_Extract_:

With no changes in symptoms, I was pretty confident that the results from this MRI would also show no change.
Thankfully, my lovely nurses at the Cancer Clinic were wonderful enough to access my port, thus relieving much of the stress involved with the actual procedure.
Then, it was time to hurry up and wait.
By now, they recognize me pretty well there.
The test was in and out.
I was a little surprised that they just asked, "you know your way out, right?"
I guess I'm becoming to much of a regular. I don't even get escorted back to the front desk.
At least my nurses laughed about it and promised to never treat me with a "don't let the door hit you on the way out" kind of attitude.
I sure am going to miss them!
Later that afternoon, I headed out for what I thought was an appointment with Dr. Hoover. However, sometime during my trip to the lake (with no cell or internet service) I missed that my appointment had been canceled. So, when I thought I'd get to see and hear the results of the MRI quickly, I'd have to wait until after my next trip. But, after pleading and playing the cancer card, I was able to get a promise that Dr. Hoover would go over my results STAT and get back to me ASAP.

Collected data

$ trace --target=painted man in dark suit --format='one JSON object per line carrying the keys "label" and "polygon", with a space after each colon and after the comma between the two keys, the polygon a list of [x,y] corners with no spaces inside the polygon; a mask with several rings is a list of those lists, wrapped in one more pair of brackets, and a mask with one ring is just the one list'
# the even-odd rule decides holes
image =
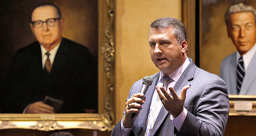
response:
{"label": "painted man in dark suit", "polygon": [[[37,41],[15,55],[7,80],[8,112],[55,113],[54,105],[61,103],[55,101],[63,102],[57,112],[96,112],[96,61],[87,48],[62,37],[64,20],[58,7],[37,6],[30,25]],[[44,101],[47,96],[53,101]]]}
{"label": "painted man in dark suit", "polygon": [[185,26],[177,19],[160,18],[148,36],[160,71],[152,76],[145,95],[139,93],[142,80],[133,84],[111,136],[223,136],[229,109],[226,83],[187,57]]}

---

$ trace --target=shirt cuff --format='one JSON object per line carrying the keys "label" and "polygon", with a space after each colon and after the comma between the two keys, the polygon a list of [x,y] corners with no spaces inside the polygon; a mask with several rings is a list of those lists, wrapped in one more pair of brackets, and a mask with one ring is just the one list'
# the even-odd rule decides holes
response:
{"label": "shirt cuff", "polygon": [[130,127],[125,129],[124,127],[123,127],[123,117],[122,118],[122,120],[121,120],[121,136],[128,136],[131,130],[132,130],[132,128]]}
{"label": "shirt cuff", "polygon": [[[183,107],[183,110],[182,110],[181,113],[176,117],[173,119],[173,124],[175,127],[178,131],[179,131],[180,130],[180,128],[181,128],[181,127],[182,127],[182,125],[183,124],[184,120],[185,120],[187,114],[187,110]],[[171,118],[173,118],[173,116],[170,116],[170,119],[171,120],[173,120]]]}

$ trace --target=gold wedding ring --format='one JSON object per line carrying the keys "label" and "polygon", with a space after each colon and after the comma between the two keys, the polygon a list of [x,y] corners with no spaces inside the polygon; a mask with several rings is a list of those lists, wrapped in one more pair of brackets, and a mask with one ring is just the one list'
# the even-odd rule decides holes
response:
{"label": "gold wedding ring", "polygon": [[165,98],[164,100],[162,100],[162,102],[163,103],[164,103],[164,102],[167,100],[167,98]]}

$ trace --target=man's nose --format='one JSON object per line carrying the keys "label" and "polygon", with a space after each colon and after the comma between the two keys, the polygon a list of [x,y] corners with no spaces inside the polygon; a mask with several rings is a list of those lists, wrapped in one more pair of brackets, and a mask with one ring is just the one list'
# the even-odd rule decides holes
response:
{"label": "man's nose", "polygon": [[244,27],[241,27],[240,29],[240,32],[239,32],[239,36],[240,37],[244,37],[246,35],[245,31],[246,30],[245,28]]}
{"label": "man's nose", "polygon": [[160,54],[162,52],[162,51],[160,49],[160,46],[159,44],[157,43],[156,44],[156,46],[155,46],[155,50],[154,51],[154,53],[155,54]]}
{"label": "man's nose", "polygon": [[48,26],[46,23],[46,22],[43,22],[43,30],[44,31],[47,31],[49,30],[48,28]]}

_What to produce_:
Answer these questions about the MRI account:
1. Who accessed the writer's port?
2. What was the writer asked after the test?
3. Who did the writer think the afternoon appointment was with?
You won't need the material for this.

_Expected output_:
1. The nurses at the Cancer Clinic.
2. "you know your way out, right?"
3. Dr. Hoover.